#### PAGE EXCERPT ####
Date: 2 August 2021

Author: Shubham Maheshwari

Contact: shubham.93@gmail.com

*Note: The code may be found on my GitHub account at https://github.com/shubham-93/Sunspots-data-analysis and on my Kaggle account at https://www.kaggle.com/shubhammaheshwari1/sunspots-analysis.*

# Time series analysis of sunspots data

# Introduction

Sunspots are dark spots observed on the surface of the sun whose number and surface area change with time. This lends the phenomenon naturally to a time series analysis problem. Sunspots are measured using both ground-based and orbiting solar telescopes. Observing and studying sunspots presents an excellent window into understanding solar (and hence stellar) physics, particularly the solar cycle. The solar cycle is a roughly 11-year cycle of solar activity characterized by changes in the magnetic field activity generated by the sun. Sunspots are regions of high concentrations of magnetic field on the sun's surface, and are cooler in temperature compared to their surroundings. Rising solar activity is associated with the outburst of energetic particles outward from the sun which affects the Earth's upper atmosphere, making sensitive instruments in space vulnerable to damage. Moreover, solar activity also possibly affects terrestrial climate. Studying the time variation of sunspot numbers provides a cheap and easy way to continuously monitor, understand and predict the various effects of the solar cycle.
####
# TASK TO CARRY OUT
Copy the sunspot time series text above in full, without changing anything.
#### DATASET ENTRIES ####
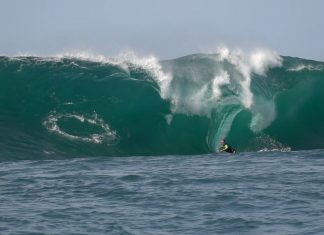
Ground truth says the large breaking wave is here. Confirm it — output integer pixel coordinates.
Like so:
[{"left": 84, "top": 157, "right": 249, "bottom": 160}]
[{"left": 0, "top": 48, "right": 324, "bottom": 158}]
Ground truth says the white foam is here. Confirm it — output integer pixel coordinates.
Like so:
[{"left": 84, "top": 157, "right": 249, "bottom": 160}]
[
  {"left": 287, "top": 64, "right": 324, "bottom": 72},
  {"left": 218, "top": 47, "right": 282, "bottom": 108},
  {"left": 43, "top": 112, "right": 118, "bottom": 145}
]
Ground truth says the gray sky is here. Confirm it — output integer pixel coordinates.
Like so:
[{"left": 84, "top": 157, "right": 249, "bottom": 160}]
[{"left": 0, "top": 0, "right": 324, "bottom": 61}]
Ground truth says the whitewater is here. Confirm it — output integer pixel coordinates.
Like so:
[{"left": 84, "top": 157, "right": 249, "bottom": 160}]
[{"left": 0, "top": 47, "right": 324, "bottom": 234}]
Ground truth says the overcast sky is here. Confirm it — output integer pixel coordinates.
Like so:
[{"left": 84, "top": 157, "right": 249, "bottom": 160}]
[{"left": 0, "top": 0, "right": 324, "bottom": 61}]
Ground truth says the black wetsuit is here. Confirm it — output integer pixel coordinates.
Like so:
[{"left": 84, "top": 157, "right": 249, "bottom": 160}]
[{"left": 219, "top": 144, "right": 235, "bottom": 153}]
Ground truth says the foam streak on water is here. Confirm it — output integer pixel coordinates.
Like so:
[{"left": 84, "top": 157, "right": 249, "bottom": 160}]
[{"left": 0, "top": 150, "right": 324, "bottom": 234}]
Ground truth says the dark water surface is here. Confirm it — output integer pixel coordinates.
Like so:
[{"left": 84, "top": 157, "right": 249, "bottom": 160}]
[{"left": 0, "top": 150, "right": 324, "bottom": 234}]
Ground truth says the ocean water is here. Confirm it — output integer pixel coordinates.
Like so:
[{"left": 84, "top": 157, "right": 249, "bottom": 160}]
[
  {"left": 0, "top": 48, "right": 324, "bottom": 235},
  {"left": 0, "top": 150, "right": 324, "bottom": 234}
]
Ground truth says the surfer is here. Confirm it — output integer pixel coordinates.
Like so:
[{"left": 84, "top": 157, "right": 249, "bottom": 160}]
[{"left": 219, "top": 139, "right": 236, "bottom": 153}]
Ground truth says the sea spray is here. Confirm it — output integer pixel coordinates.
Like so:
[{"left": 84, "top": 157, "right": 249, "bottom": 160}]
[{"left": 0, "top": 48, "right": 324, "bottom": 158}]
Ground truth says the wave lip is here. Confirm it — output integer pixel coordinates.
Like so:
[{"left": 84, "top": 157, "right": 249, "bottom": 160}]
[{"left": 0, "top": 48, "right": 324, "bottom": 160}]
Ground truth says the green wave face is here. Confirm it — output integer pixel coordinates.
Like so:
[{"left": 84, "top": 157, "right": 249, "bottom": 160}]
[{"left": 0, "top": 51, "right": 324, "bottom": 158}]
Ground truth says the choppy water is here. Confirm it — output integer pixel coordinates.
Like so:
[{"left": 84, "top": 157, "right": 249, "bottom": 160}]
[{"left": 0, "top": 150, "right": 324, "bottom": 234}]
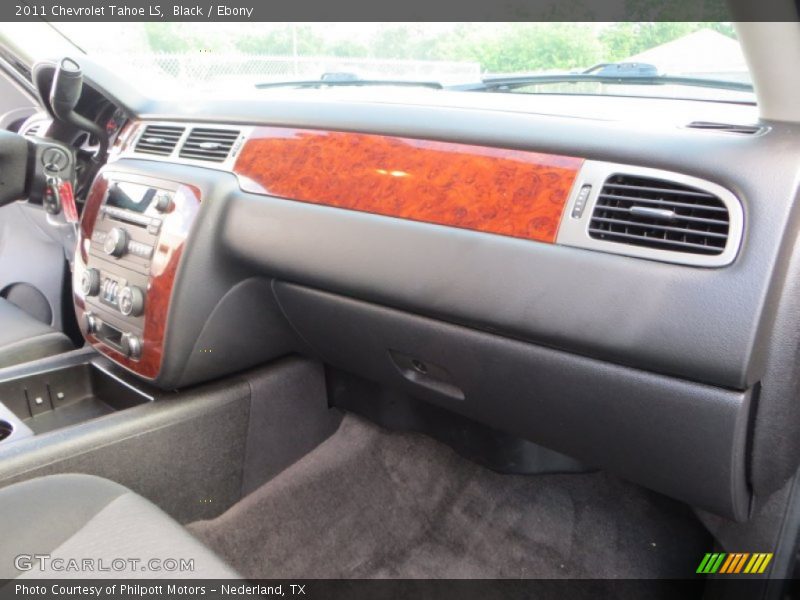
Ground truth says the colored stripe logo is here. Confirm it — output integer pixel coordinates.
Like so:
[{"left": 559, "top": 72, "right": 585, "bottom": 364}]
[{"left": 697, "top": 552, "right": 773, "bottom": 575}]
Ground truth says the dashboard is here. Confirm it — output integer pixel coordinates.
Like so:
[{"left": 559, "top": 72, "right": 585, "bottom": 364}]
[{"left": 28, "top": 57, "right": 800, "bottom": 520}]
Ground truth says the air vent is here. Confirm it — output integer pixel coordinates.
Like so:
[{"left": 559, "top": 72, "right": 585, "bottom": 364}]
[
  {"left": 687, "top": 121, "right": 764, "bottom": 135},
  {"left": 134, "top": 125, "right": 184, "bottom": 156},
  {"left": 589, "top": 174, "right": 730, "bottom": 256},
  {"left": 180, "top": 127, "right": 240, "bottom": 162}
]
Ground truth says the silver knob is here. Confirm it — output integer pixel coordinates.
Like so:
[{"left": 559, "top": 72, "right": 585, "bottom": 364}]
[
  {"left": 83, "top": 312, "right": 100, "bottom": 333},
  {"left": 81, "top": 267, "right": 100, "bottom": 296},
  {"left": 118, "top": 285, "right": 144, "bottom": 317},
  {"left": 120, "top": 333, "right": 142, "bottom": 359},
  {"left": 103, "top": 227, "right": 128, "bottom": 258},
  {"left": 155, "top": 191, "right": 172, "bottom": 212}
]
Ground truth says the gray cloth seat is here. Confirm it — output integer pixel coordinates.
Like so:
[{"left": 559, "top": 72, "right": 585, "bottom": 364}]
[
  {"left": 0, "top": 298, "right": 74, "bottom": 368},
  {"left": 0, "top": 474, "right": 239, "bottom": 579}
]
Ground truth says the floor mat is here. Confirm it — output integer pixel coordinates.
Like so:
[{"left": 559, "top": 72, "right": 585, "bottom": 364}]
[{"left": 189, "top": 415, "right": 711, "bottom": 579}]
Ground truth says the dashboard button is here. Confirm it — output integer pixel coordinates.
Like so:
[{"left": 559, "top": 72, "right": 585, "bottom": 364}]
[
  {"left": 103, "top": 227, "right": 128, "bottom": 258},
  {"left": 118, "top": 285, "right": 144, "bottom": 317},
  {"left": 155, "top": 191, "right": 172, "bottom": 212},
  {"left": 81, "top": 267, "right": 100, "bottom": 296},
  {"left": 120, "top": 333, "right": 142, "bottom": 360}
]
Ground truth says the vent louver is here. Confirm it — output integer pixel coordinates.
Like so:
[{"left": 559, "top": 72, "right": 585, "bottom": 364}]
[
  {"left": 180, "top": 127, "right": 240, "bottom": 162},
  {"left": 687, "top": 121, "right": 764, "bottom": 135},
  {"left": 134, "top": 125, "right": 185, "bottom": 156},
  {"left": 589, "top": 174, "right": 730, "bottom": 255}
]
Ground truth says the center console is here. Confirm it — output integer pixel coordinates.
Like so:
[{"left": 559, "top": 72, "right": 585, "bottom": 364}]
[{"left": 73, "top": 171, "right": 200, "bottom": 379}]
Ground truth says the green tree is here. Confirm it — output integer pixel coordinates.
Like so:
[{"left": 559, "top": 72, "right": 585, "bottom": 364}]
[{"left": 235, "top": 25, "right": 325, "bottom": 56}]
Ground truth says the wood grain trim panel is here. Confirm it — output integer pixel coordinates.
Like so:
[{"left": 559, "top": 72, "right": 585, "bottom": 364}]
[
  {"left": 234, "top": 127, "right": 583, "bottom": 243},
  {"left": 73, "top": 173, "right": 200, "bottom": 379}
]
####
# REPLY
Date: 2 August 2021

Author: Shubham Maheshwari

Contact: shubham.93@gmail.com

*Note: The code may be found on my GitHub account at https://github.com/shubham-93/Sunspots-data-analysis and on my Kaggle account at https://www.kaggle.com/shubhammaheshwari1/sunspots-analysis.*

# Time series analysis of sunspots data

# Introduction

Sunspots are dark spots observed on the surface of the sun whose number and surface area change with time. This lends the phenomenon naturally to a time series analysis problem. Sunspots are measured using both ground-based and orbiting solar telescopes. Observing and studying sunspots presents an excellent window into understanding solar (and hence stellar) physics, particularly the solar cycle. The solar cycle is a roughly 11-year cycle of solar activity characterized by changes in the magnetic field activity generated by the sun. Sunspots are regions of high concentrations of magnetic field on the sun's surface, and are cooler in temperature compared to their surroundings. Rising solar activity is associated with the outburst of energetic particles outward from the sun which affects the Earth's upper atmosphere, making sensitive instruments in space vulnerable to damage. Moreover, solar activity also possibly affects terrestrial climate. Studying the time variation of sunspot numbers provides a cheap and easy way to continuously monitor, understand and predict the various effects of the solar cycle.